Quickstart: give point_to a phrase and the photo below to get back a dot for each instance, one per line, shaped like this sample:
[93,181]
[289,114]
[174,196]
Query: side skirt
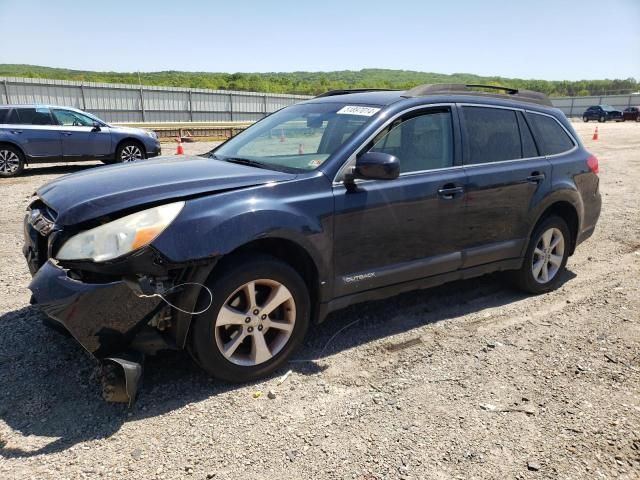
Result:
[428,282]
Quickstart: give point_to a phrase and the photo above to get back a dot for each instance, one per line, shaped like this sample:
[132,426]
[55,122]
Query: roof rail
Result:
[332,93]
[462,89]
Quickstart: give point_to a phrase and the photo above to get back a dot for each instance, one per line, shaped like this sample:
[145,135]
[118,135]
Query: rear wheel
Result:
[546,256]
[259,316]
[11,161]
[129,152]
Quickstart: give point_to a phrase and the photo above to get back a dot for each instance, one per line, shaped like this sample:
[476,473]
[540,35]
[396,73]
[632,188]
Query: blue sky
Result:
[553,40]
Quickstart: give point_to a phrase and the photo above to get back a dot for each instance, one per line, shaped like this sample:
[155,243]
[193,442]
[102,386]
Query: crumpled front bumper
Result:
[103,317]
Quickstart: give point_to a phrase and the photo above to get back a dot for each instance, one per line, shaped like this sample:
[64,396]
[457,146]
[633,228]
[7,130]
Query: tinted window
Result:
[528,145]
[33,116]
[552,138]
[69,118]
[423,142]
[492,135]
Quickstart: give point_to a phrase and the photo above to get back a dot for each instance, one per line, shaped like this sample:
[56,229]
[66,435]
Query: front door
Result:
[393,231]
[80,140]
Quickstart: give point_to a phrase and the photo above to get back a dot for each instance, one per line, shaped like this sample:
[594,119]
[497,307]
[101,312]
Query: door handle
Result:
[535,177]
[449,191]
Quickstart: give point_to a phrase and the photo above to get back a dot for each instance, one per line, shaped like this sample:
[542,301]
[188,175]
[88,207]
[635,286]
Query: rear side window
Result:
[528,145]
[493,135]
[552,138]
[34,116]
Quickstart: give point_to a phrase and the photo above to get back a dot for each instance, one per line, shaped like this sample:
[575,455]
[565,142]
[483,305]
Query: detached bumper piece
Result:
[104,318]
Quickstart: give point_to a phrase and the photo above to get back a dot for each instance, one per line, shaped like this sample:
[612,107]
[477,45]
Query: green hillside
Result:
[312,83]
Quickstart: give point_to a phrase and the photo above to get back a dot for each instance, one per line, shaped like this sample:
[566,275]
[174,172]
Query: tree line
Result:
[313,83]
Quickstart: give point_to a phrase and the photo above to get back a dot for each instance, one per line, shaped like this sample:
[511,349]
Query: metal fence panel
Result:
[134,103]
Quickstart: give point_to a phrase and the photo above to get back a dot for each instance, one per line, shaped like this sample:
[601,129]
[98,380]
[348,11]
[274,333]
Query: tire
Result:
[130,151]
[11,161]
[244,329]
[531,276]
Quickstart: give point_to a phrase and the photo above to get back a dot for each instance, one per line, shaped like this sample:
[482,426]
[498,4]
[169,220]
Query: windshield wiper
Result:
[246,161]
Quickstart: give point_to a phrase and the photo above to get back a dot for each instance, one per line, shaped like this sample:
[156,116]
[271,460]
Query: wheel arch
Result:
[16,146]
[290,252]
[569,213]
[135,140]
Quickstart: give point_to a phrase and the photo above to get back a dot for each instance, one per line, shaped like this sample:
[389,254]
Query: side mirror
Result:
[377,166]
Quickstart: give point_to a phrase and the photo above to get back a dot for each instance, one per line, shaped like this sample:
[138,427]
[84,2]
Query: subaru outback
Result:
[41,133]
[344,198]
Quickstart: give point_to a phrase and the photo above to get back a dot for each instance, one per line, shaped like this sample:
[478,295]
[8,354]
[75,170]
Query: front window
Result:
[297,138]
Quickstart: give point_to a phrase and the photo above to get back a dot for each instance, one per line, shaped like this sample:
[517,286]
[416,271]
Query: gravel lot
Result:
[468,380]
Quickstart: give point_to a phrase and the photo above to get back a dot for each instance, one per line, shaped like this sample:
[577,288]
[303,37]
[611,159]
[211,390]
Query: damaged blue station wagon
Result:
[344,198]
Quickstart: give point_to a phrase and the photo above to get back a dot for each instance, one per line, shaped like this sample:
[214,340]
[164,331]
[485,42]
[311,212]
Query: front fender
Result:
[216,225]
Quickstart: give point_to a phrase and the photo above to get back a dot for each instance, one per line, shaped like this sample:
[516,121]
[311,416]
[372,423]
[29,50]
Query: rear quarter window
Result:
[551,137]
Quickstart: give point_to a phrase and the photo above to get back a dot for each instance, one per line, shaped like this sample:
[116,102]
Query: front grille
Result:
[39,223]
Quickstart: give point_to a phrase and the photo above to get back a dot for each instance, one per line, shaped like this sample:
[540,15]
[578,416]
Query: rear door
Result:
[506,175]
[33,128]
[393,231]
[80,139]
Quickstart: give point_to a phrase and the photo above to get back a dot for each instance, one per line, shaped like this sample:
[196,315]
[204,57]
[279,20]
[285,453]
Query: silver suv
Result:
[43,133]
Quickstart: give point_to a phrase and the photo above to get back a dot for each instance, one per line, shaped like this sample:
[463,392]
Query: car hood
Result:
[101,191]
[128,130]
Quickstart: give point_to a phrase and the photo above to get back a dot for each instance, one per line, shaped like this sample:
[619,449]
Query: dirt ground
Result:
[468,380]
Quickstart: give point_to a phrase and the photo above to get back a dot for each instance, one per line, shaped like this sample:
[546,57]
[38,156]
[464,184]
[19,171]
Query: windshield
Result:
[297,138]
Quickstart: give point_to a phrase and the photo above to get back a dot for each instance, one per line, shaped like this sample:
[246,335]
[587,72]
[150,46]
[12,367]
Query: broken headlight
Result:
[120,236]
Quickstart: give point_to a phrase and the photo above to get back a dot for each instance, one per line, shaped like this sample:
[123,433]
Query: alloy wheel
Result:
[255,322]
[9,162]
[548,255]
[131,153]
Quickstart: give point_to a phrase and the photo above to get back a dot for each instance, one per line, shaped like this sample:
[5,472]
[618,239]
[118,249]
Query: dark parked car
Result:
[631,113]
[42,133]
[602,113]
[344,198]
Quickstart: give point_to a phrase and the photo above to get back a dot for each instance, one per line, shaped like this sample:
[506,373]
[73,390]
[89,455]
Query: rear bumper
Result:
[103,318]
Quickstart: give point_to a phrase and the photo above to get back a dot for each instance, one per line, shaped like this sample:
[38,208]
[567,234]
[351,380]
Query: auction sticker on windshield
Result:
[358,110]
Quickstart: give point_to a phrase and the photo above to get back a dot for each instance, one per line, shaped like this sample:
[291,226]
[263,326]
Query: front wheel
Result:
[129,152]
[546,257]
[11,161]
[259,316]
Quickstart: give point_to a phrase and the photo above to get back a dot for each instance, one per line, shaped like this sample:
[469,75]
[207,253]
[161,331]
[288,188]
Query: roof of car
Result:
[32,105]
[436,93]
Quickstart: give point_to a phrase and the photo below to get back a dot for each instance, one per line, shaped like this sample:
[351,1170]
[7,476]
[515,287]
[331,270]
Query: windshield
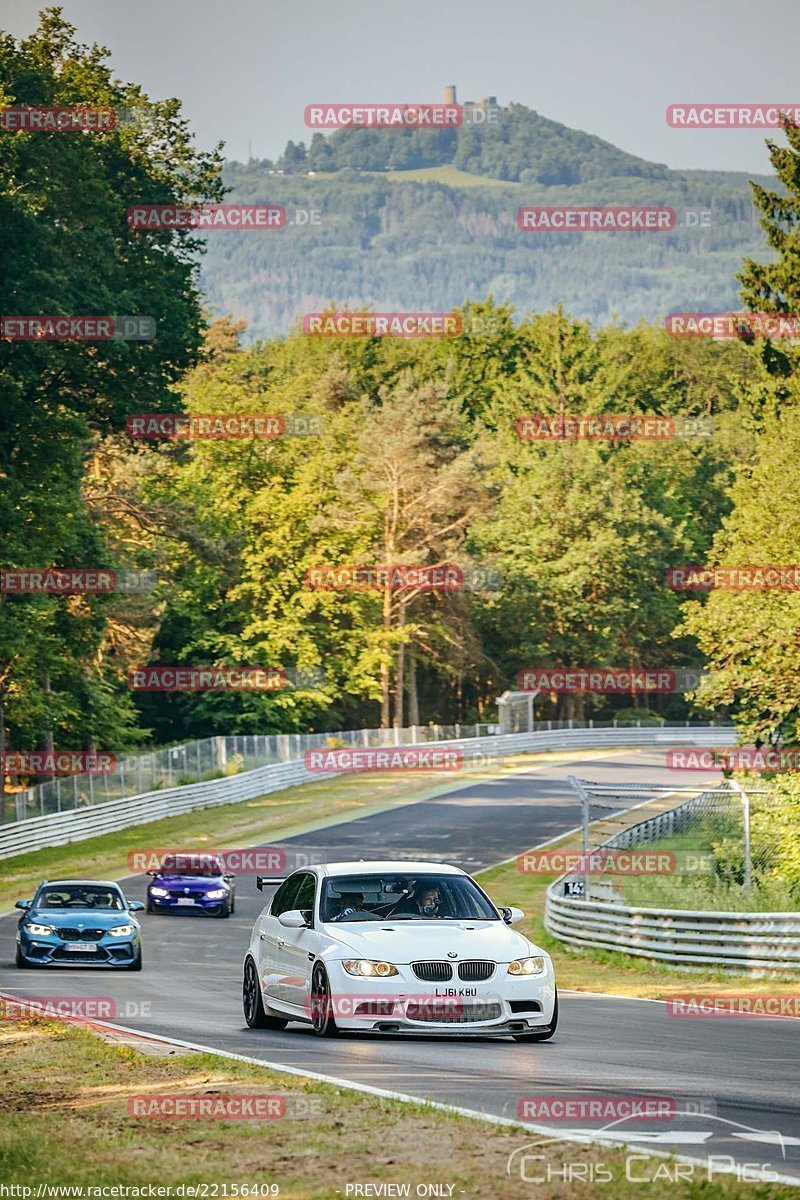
◆ ◆ ◆
EXERCISE:
The answer must be an exact copy of the entries, with the pictures omitted.

FINAL ANSWER:
Quickstart: give point_to a phrase and the photo below to get back a dot for each instance, one per line, shaped like this sample:
[93,181]
[289,114]
[174,196]
Query: side skirt
Result:
[428,282]
Quickstart: give point_to a phrase and the photo above to get back a dot for each instance, one per line, shaped like this sample:
[132,426]
[55,122]
Query: roof rail
Result:
[332,93]
[462,89]
Quickstart: give point_to a phrase and the photo above to get back a dot for each instance, one per line, shaped like this sample:
[145,135]
[118,135]
Query: rear wheel
Result:
[546,256]
[259,316]
[11,161]
[129,152]
Quickstart: give point_to a phrase and the photo above to get back a dot for each instance, one per line, shaped like this sample:
[476,473]
[540,35]
[396,73]
[632,188]
Query: blue sky
Result:
[553,40]
Quickstart: give point_to a phrase and the photo above to get back a dot for each instance, one per line, shaped like this sample:
[155,243]
[193,442]
[102,386]
Query: crumpled front bumper
Result:
[103,317]
Quickstart: give point_to a phrase and the photo above to get back a dot for each instance, one per line, shaped like this sample:
[64,396]
[457,146]
[633,228]
[7,130]
Query: tinted window
Result:
[528,145]
[33,116]
[552,138]
[69,118]
[423,142]
[492,135]
Quickstart: give point_to a phrase and the photo above to get back a dot for each instance, one per line, shaped like this sample:
[56,229]
[66,435]
Query: front door
Result:
[393,231]
[80,140]
Quickstart: give point_to a phrase and the photo above to get back a dot for each instance, one per line, shaped like this sample:
[594,119]
[497,307]
[101,312]
Query: door handle
Result:
[535,177]
[449,191]
Quickstart: give point_to a phrase and the photo above to get back a dot for each instance, one per line, shaped like this sample:
[542,301]
[188,175]
[88,207]
[635,286]
Query: rear side window
Result:
[528,145]
[493,135]
[552,138]
[34,116]
Quickstart: give point_to a phrase and the photo above to get back a dot for each instance, one per line, shaped like this sample:
[575,455]
[565,142]
[483,305]
Query: detached bumper piece
Result:
[104,318]
Quickstart: give point_to a phrase and the photo above to get back a dot for each instance, one per line, shaped like this sample:
[612,107]
[477,45]
Query: green hillside
Result:
[312,83]
Quickstart: give point_to a phrase and the photo above to get back a dot for each instance, one per line, shaped like this sample:
[566,275]
[174,172]
Query: tree line
Result:
[313,83]
Quickstart: give point_to a phrase and the photo above to get back a dot for each instance, one per line, shaped like this sample:
[511,349]
Query: metal fence panel
Result:
[134,103]
Quickstart: give point_to a phrase and the photo above to get back a dot for each instance, one per line, shaped like this sample:
[601,129]
[98,380]
[348,11]
[274,333]
Query: tire
Result:
[130,151]
[11,161]
[244,329]
[531,276]
Quickstart: give point_to a phrase and the photo above to get back a dot for each instance, one per line, shaped like this sample:
[482,426]
[498,4]
[169,220]
Query: windshield wiper
Result:
[246,161]
Quickstart: give point_to a phrase and the photo above to get back a dot for each instance, one per line, shaped like this sample:
[156,116]
[271,460]
Query: wheel arch
Result:
[16,146]
[290,252]
[569,213]
[135,140]
Quickstart: give point_to a phrase and the photo above to get back a dot for each instance, one per line, shaped like this sample:
[389,254]
Query: side mirror
Result:
[377,166]
Quickstart: give point_to a phrase and the photo above to get back a dot for each instance, one per line, shaped like this sample:
[138,427]
[84,2]
Query: subaru outback
Result:
[41,133]
[344,198]
Quickstart: give point_to a phrase and the photo above to get back a dot for each instance, one per line, shaped like this sample:
[478,295]
[8,354]
[75,170]
Query: front window
Result:
[297,138]
Quickstart: give point_to a phrase and the photo above to get back a dot for each instance, one per line, shaped like this sample:
[517,286]
[416,271]
Query: gravel lot
Result:
[468,380]
Quickstart: give point_to a phrase and the photo above to get back a dot for each instance, one per line, shaped like this sample:
[577,288]
[303,37]
[611,159]
[211,390]
Query: damaged blue station wagon
Result:
[344,198]
Quickstart: give point_to a phrase and the photo above to get back a dot for each instance, one per line, shaped like this sample:
[214,340]
[164,331]
[485,42]
[311,212]
Query: front fender
Result:
[216,225]
Quickstart: give point_to a phrase and the photo above to get back a dot for each instance, one per line, shaped like this sample:
[516,121]
[311,416]
[372,423]
[29,50]
Query: rear quarter window
Result:
[551,137]
Quickstart: give point_to a phrase and the photo above to get back a dot for each instance, one per line, shaped like this sample:
[116,102]
Query: front grille
Result:
[39,223]
Quickstart: give point_to a phrase and the photo above to get back a dot for each instance, one per line, shaped like this sample:
[540,15]
[578,416]
Query: rear door
Result:
[506,175]
[33,128]
[393,231]
[80,139]
Quickstart: give point_to a phrase and the photo above to get back a dot for each instance, one per line, shaped like this sample:
[196,315]
[204,57]
[279,20]
[285,453]
Query: silver suv
Result:
[43,133]
Quickstart: give point_to a phrase and the photo above to get back a dot for each instance, one per line, shaped like this sample:
[463,392]
Query: car hood
Result:
[101,191]
[128,130]
Quickstart: give point_to a phrase and the photo above to get back a dot for each instance, one per line, shaped like this sample:
[619,449]
Query: dirt ground
Result:
[468,380]
Quickstart: give point_to a phrase and the photo above to get back a dot for each instance, one per line, shaped like this sample:
[546,57]
[38,156]
[464,184]
[19,171]
Query: windshield
Result:
[297,138]
Quickstart: give point_to a phrase and the photo above to get back a dot for each instance, one per line, shaped like this sample:
[246,335]
[587,72]
[150,46]
[12,367]
Query: broken headlight
Result:
[120,236]
Quickstart: give point_to a phrase and the photo above to get back a dot for each instance, one per line, shaped like this sample:
[123,433]
Query: alloy wheel
Result:
[255,322]
[9,162]
[548,255]
[131,153]
Quickstart: give point_to a phrase and the photo above to get back a dot for each instance, one per line, shaped like this sample:
[5,472]
[618,239]
[118,249]
Query: dark parked car
Result:
[631,113]
[42,133]
[602,113]
[344,198]
Quickstart: give point_to a phrase and the photo above to get back a dot for each instance, one per line, shaped like this sample:
[506,373]
[73,390]
[89,455]
Query: rear bumper
Result:
[103,318]
Quickstart: give point_to a phrase and the photo above to get back a dot for each instance, one per line, shaped like this sample:
[38,208]
[567,234]
[351,380]
Query: auction sticker on windshield
Result:
[358,110]
Quickstart: give point_to a phrase and the photo above to get back a dot for each instance, one per line, shaped like this sample:
[291,226]
[263,326]
Query: front wheel
Result:
[129,152]
[546,257]
[11,161]
[259,316]
Quickstart: give point_to a phrase and the photo above to get back a dot for each instance, one per line, shaped like this sample:
[469,75]
[207,253]
[161,331]
[288,188]
Query: roof of car
Result:
[32,105]
[436,93]
Quickstart: give point_to a phrase and the photo below to get back a dot for each instance, one per line, shaped like this sample:
[351,1170]
[7,476]
[515,287]
[331,270]
Query: windshield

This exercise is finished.